> **SHORT PROBLEM**: Render every line of the items below as a numbered list, omitting blank lines and leaving out the pictures.

> **RECORDS SHOWN**:
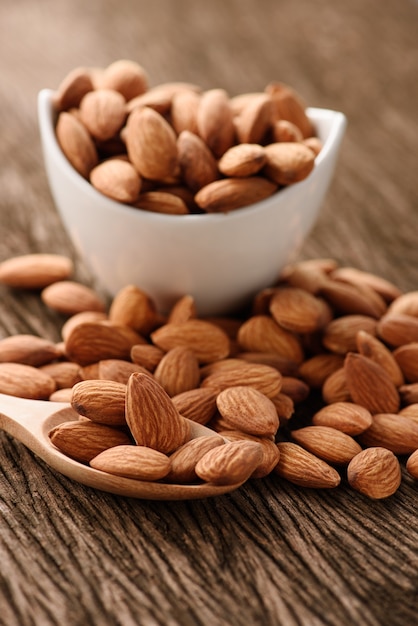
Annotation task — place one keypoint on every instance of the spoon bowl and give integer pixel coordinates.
(30, 421)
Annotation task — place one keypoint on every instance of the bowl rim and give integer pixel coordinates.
(51, 149)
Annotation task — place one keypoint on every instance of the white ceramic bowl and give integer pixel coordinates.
(221, 259)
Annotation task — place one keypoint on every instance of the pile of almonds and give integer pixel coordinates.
(175, 148)
(337, 341)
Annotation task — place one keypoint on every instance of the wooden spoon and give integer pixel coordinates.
(30, 421)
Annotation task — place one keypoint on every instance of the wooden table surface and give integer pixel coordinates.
(269, 553)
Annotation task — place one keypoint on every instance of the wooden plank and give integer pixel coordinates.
(269, 553)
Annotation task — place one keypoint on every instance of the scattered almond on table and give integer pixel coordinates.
(316, 383)
(176, 148)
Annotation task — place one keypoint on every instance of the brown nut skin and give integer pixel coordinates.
(375, 472)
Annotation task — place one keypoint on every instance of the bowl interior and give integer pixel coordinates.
(221, 259)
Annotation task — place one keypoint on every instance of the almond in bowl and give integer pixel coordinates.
(170, 219)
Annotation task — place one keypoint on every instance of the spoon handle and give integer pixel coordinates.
(30, 421)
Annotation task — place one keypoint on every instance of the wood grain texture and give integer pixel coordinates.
(268, 554)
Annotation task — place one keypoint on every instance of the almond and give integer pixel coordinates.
(348, 299)
(370, 385)
(304, 469)
(412, 464)
(284, 406)
(410, 411)
(125, 76)
(25, 381)
(133, 307)
(118, 370)
(406, 357)
(198, 405)
(247, 409)
(184, 459)
(146, 355)
(335, 388)
(80, 318)
(214, 121)
(206, 340)
(409, 393)
(183, 310)
(260, 333)
(136, 462)
(70, 297)
(328, 443)
(340, 335)
(76, 144)
(285, 366)
(313, 143)
(264, 378)
(306, 276)
(183, 112)
(198, 166)
(357, 277)
(178, 371)
(315, 370)
(161, 202)
(83, 440)
(230, 464)
(91, 342)
(288, 162)
(271, 452)
(155, 99)
(242, 160)
(288, 105)
(254, 121)
(116, 179)
(35, 271)
(61, 395)
(284, 130)
(151, 144)
(405, 304)
(297, 310)
(370, 346)
(375, 473)
(103, 113)
(348, 417)
(152, 417)
(64, 373)
(295, 389)
(28, 349)
(102, 401)
(394, 432)
(229, 194)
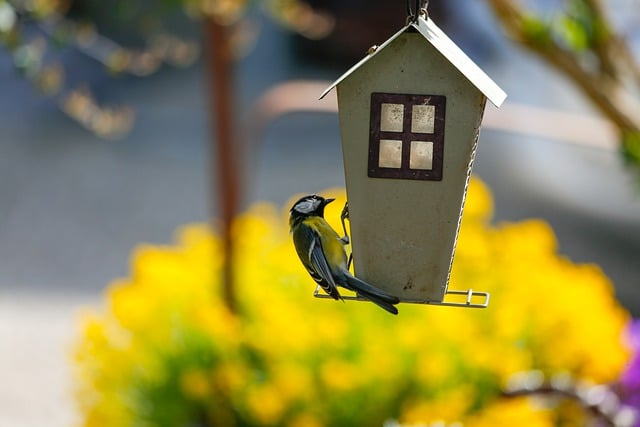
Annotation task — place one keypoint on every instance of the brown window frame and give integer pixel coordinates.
(406, 136)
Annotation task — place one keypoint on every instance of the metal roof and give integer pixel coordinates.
(443, 44)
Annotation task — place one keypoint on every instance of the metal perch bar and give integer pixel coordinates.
(470, 293)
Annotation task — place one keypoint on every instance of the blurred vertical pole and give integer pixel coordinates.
(223, 162)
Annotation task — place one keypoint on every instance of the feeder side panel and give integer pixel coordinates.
(403, 232)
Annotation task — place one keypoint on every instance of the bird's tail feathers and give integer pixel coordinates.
(373, 294)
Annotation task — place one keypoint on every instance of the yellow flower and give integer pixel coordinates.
(166, 350)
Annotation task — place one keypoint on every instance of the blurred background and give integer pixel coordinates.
(104, 151)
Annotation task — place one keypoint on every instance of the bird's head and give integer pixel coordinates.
(311, 205)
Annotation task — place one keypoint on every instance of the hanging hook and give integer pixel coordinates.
(420, 8)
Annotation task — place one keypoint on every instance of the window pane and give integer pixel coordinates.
(422, 118)
(421, 156)
(390, 154)
(391, 117)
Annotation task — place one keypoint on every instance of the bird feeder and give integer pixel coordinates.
(410, 115)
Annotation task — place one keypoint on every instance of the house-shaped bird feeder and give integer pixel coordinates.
(410, 115)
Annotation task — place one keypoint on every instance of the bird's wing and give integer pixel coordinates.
(320, 270)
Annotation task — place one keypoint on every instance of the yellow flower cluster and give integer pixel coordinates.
(166, 351)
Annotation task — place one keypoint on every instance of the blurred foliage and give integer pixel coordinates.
(580, 39)
(166, 351)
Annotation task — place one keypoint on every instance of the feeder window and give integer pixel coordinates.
(406, 136)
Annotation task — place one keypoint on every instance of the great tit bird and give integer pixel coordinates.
(322, 253)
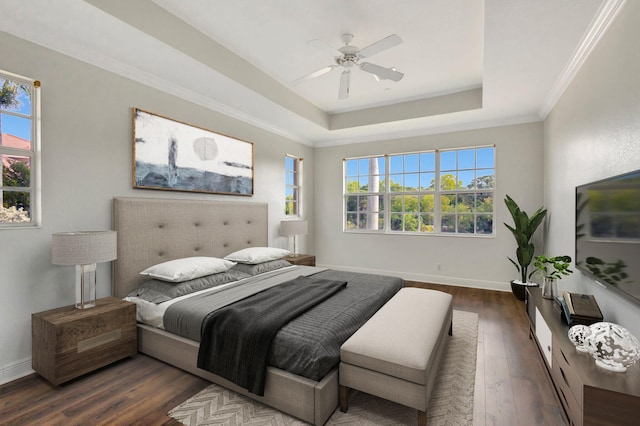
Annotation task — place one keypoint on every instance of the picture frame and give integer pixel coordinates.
(175, 156)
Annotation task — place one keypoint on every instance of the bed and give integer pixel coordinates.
(151, 231)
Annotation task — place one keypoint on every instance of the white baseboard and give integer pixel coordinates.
(433, 279)
(15, 370)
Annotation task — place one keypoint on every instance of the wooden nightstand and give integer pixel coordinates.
(301, 259)
(68, 342)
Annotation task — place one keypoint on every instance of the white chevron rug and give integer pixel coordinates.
(451, 401)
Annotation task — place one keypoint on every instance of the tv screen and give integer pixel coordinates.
(608, 232)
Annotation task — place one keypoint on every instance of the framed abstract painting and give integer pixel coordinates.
(176, 156)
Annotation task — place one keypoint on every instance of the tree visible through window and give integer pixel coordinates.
(430, 192)
(18, 105)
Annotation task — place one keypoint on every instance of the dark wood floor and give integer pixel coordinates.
(511, 384)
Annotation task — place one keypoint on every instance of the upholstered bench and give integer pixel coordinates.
(395, 355)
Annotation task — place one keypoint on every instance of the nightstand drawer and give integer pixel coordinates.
(68, 342)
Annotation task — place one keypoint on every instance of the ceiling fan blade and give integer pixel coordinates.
(319, 44)
(312, 75)
(380, 45)
(381, 73)
(345, 78)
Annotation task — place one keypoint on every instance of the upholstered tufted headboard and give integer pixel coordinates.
(152, 231)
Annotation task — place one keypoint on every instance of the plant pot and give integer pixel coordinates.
(519, 288)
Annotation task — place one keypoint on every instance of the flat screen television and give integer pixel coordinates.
(608, 232)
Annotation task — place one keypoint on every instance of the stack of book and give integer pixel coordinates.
(578, 308)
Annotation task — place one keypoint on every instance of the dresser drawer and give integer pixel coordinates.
(563, 372)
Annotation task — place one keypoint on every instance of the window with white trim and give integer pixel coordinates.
(430, 192)
(19, 151)
(293, 186)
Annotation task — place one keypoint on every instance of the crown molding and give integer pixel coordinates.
(601, 22)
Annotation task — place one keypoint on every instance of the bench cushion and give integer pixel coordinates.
(400, 338)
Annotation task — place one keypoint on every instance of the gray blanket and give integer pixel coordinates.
(236, 339)
(308, 346)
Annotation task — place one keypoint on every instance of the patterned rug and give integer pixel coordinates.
(451, 401)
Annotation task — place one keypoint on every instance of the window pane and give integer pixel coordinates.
(448, 223)
(395, 164)
(16, 96)
(396, 183)
(411, 182)
(448, 203)
(411, 203)
(352, 168)
(16, 207)
(16, 131)
(428, 162)
(396, 222)
(426, 223)
(411, 163)
(396, 203)
(427, 181)
(484, 158)
(16, 171)
(352, 203)
(466, 202)
(466, 179)
(448, 160)
(484, 202)
(466, 159)
(484, 224)
(351, 221)
(427, 203)
(465, 224)
(448, 181)
(485, 179)
(351, 186)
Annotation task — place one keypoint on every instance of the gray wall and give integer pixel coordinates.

> **RESULT OF THE TASK**:
1. Annotation task — place one keypoint on every instance of the spoon bowl and give integer pixel coordinates.
2. (30, 421)
3. Annotation task — place one keypoint on every instance of the bowl rim and give integer pixel coordinates.
4. (51, 149)
5. Annotation task — place one keypoint on every instance of the white ceramic bowl and give integer pixel coordinates.
6. (221, 259)
7. Annotation task — place one keypoint on every instance of the pile of almonds and give integer pixel coordinates.
8. (175, 148)
9. (337, 341)
10. Annotation task — place one keypoint on every instance of the wooden spoon and give integer pixel coordinates.
11. (30, 421)
12. Annotation task — place one keypoint on every instance of the wooden table surface and give integer pixel coordinates.
13. (269, 553)
14. Annotation task — place one keypoint on every instance of the wooden plank and give integer pixel coordinates.
15. (269, 553)
16. Annotation task — place one keypoint on every instance of the scattered almond on table and give integer pixel coordinates.
17. (316, 383)
18. (176, 148)
19. Annotation task — place one keypoint on every instance of the brown nut skin and give integer pixel coordinates.
20. (375, 472)
21. Annotation task — place one keypoint on every instance of the bowl interior and give integer pixel coordinates.
22. (221, 259)
23. Annotation task — place one keypoint on every instance of the almond in bowl and give integer pixel coordinates.
24. (170, 219)
25. Annotation task — place one keypoint on every instance of the spoon handle and give integer pixel coordinates.
26. (30, 421)
27. Annotation task — place one keypoint on every instance of the wood grain texture and give integer pixel coordinates.
28. (268, 554)
29. Annotation task — place one keypoint on every instance of the almond and give integer pixel coordinates.
30. (348, 299)
31. (370, 385)
32. (304, 469)
33. (412, 464)
34. (284, 406)
35. (410, 411)
36. (125, 76)
37. (25, 381)
38. (133, 307)
39. (118, 370)
40. (406, 357)
41. (198, 405)
42. (247, 409)
43. (184, 459)
44. (146, 355)
45. (335, 388)
46. (80, 318)
47. (214, 121)
48. (206, 340)
49. (409, 393)
50. (183, 310)
51. (260, 333)
52. (136, 462)
53. (70, 297)
54. (328, 443)
55. (340, 335)
56. (76, 144)
57. (285, 366)
58. (313, 143)
59. (264, 378)
60. (306, 276)
61. (183, 112)
62. (198, 166)
63. (357, 277)
64. (178, 371)
65. (315, 370)
66. (161, 202)
67. (83, 440)
68. (230, 464)
69. (91, 342)
70. (288, 162)
71. (271, 452)
72. (155, 99)
73. (242, 160)
74. (288, 105)
75. (254, 121)
76. (116, 179)
77. (35, 271)
78. (61, 395)
79. (284, 130)
80. (151, 144)
81. (405, 304)
82. (297, 310)
83. (370, 346)
84. (375, 473)
85. (103, 113)
86. (348, 417)
87. (152, 417)
88. (64, 373)
89. (295, 389)
90. (28, 349)
91. (102, 401)
92. (394, 432)
93. (229, 194)
94. Annotation task — place one keypoint on every instance of the brown window frame and give integer pixel coordinates.
95. (406, 136)
96. Annotation task — place one keypoint on every instance of the metal roof and give integer pixel coordinates.
97. (443, 44)
98. Annotation task — place one keypoint on every instance of the metal perch bar and give integer pixel coordinates.
99. (470, 293)
100. Annotation task — place one keypoint on every instance of the blurred vertical pole and give integer pixel coordinates.
101. (223, 162)
102. Annotation task — place one keypoint on every instance of the feeder side panel and give integer pixel coordinates.
103. (403, 232)
104. Annotation task — place one keypoint on every instance of the bird's tail feathers and give integer pixel coordinates.
105. (373, 294)
106. Annotation task — place one keypoint on every instance of the yellow flower and give integer pixel coordinates.
107. (166, 350)
108. Annotation task — place one keypoint on every instance of the blurred background and give integer pixel coordinates.
109. (104, 151)
110. Annotation task — place one keypoint on every instance of the bird's head and give integer pixel coordinates.
111. (311, 205)
112. Annotation task — place one keypoint on every instance of the hanging hook and give integer pixel coordinates.
113. (420, 8)
114. Annotation task — place one keypoint on every instance of the window pane and give integer pixel coordinates.
115. (422, 118)
116. (421, 156)
117. (390, 154)
118. (391, 117)
119. Annotation task — place one keypoint on every instance of the bird feeder and give integer pixel coordinates.
120. (410, 115)
121. Annotation task — place one keypoint on every instance of the house-shaped bird feeder and give integer pixel coordinates.
122. (410, 115)
123. Annotation task — place one keypoint on every instance of the bird's wing and give integer pixel coordinates.
124. (320, 270)
125. Annotation task — place one keypoint on every instance of the yellow flower cluster and give integer pixel coordinates.
126. (166, 351)
127. Annotation task — place one keypoint on every instance of the blurred foliage and give integer pixel coordinates.
128. (580, 39)
129. (166, 351)
130. Annotation task — place one keypoint on every instance of the feeder window and give integer pixel coordinates.
131. (406, 136)
132. Annotation task — place one keypoint on every instance of the great tit bird and give integer pixel coordinates.
133. (322, 253)
134. Annotation task — place one keypoint on every instance of the picture frame and give integer pixel coordinates.
135. (175, 156)
136. Annotation task — place one keypoint on every instance of the bed and give integer pixel coordinates.
137. (151, 231)
138. Annotation task — place one keypoint on every instance of the white baseboard and give integer pixel coordinates.
139. (433, 279)
140. (15, 370)
141. Annotation task — place one keypoint on every instance of the wooden nightstand and give integer pixel coordinates.
142. (301, 259)
143. (68, 342)
144. Annotation task — place one keypoint on every instance of the white chevron rug and give integer pixel coordinates.
145. (451, 401)
146. Annotation task — place one keypoint on every instance of the tv screen and give integer pixel coordinates.
147. (608, 232)
148. Annotation task — place one keypoint on every instance of the framed abstract painting and give integer pixel coordinates.
149. (176, 156)
150. Annotation task — place one keypoint on every instance of the tree visible through window and give integer pixel coordinates.
151. (430, 192)
152. (18, 105)
153. Annotation task — place one keypoint on every instance of the dark wood floor and give integer pixel coordinates.
154. (511, 384)
155. Annotation task — place one keypoint on every instance of the upholstered bench and give integer pixel coordinates.
156. (395, 355)
157. Annotation task — place one keypoint on every instance of the nightstand drawer and give integer pixel coordinates.
158. (68, 342)
159. Annotation task — place one keypoint on every instance of the ceiling fan blade and give integer pixel coordinates.
160. (319, 44)
161. (312, 75)
162. (380, 45)
163. (381, 73)
164. (345, 78)
165. Annotation task — place one keypoint on every instance of the upholstered tufted headboard and give integer pixel coordinates.
166. (152, 231)
167. Annotation task — place one keypoint on every instance of the plant pot and give integer pixel coordinates.
168. (519, 288)
169. Annotation task — place one keypoint on every instance of the flat screen television and give integer pixel coordinates.
170. (608, 232)
171. Annotation task — place one keypoint on every instance of the stack of book and give integer pixel coordinates.
172. (578, 308)
173. Annotation task — place one keypoint on every instance of the dresser drawer and give integer pixel coordinates.
174. (563, 372)
175. Annotation task — place one keypoint on every instance of the window with white trim and give integer pixel coordinates.
176. (430, 192)
177. (19, 151)
178. (293, 186)
179. Annotation task — place one keypoint on every instance of the crown molding and give integer pixel coordinates.
180. (601, 22)
181. Annotation task — place one keypoint on every instance of the bench cushion and give integer pixel coordinates.
182. (400, 338)
183. Annotation task — place one keypoint on every instance of the gray blanket and give integer pixel coordinates.
184. (236, 339)
185. (308, 346)
186. Annotation task — place one keypoint on every instance of the patterned rug and give integer pixel coordinates.
187. (451, 401)
188. Annotation task — place one keypoint on every instance of the window pane and give integer pixel coordinates.
189. (448, 223)
190. (395, 164)
191. (16, 96)
192. (396, 183)
193. (411, 182)
194. (448, 203)
195. (411, 203)
196. (352, 168)
197. (16, 207)
198. (16, 131)
199. (428, 162)
200. (396, 222)
201. (426, 223)
202. (411, 163)
203. (396, 203)
204. (427, 181)
205. (484, 158)
206. (16, 171)
207. (352, 203)
208. (466, 202)
209. (466, 179)
210. (448, 160)
211. (484, 202)
212. (466, 159)
213. (484, 224)
214. (351, 221)
215. (427, 203)
216. (465, 224)
217. (448, 181)
218. (485, 179)
219. (351, 186)
220. Annotation task — place one keypoint on every instance of the gray wall and give integer pixel coordinates.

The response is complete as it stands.